§ **Supplied text**
########################################
After spending many weeks consumed by planning to move,
moving, and unpacking, Seth and I are going out tonight, despite the cold, and
catch a movie—but which one? January begins
the spring doldrums. Holiday movies have
gone out with the Christmas tree and Oscar candidates are still in the
theatres, but we have seen all those.
Except for Beasts of the Southern Wild, which has only played in art
houses, and Zero Dark Thirty, which Seth doesn’t want to see and which features
torture as an interrogation technique.
What’s left is the bottom of the Hollywood barrel—movies so awful the
studios are just trying to make back the production costs. Horror (Mama), ridiculous comedy (Parental
Guidance, A Haunted House, Movie 43) and violence.
Gee, haven’t we had enough of violence
lately?
Here’s the rundown of what’s available in that genre:
- Parker – . . . grindingly violent, a role that turns on inflicting—and suffering—pain.” Morgenstern, The Wall Street Journal
- Broken City – Rated R for “pervasive language, some sexual content and violence”
########################################
§ **Dataset extract**
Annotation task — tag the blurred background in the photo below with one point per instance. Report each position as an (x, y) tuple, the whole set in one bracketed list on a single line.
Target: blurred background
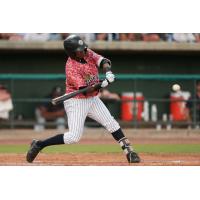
[(157, 79)]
########################################
§ **Task set**
A. According to the movie-night post, where has Beasts of the Southern Wild played?
B. Pick up the movie-night post after its final line and carry it on.

§ **Results in order**
A. Only in art houses.

B.
- The Last Stand – Arnold Schwarzenegger with a big gun and semi-intelligible dialogue
- Gangster Squad – " Mr. Penn's psychopathic monster is fun to watch when he's contemplating violence or unspeakable mutilation, but not when he's committing it. And an extraordinary amount of mayhem is committed, so much so that the movie's original opening last fall was delayed after the movie-theater massacre in Aurora, Colo.; some of the violence was dialed down (not all that much, to judge from what's still on screen), and a sequence depicting gunfire in a movie theater was relocated to a soundstage Chinatown.” Morgenstern, The Wall Street Journal
- Django Unchained – Racist violence in the Old West that’s “ferociously violent . . . blood-spattered . . .” Morgenstern, The Wall Street Journal
Sigh. If we drive to
Framingham and fight the crowds we can see The Impossible
about the Indonesian tsunami.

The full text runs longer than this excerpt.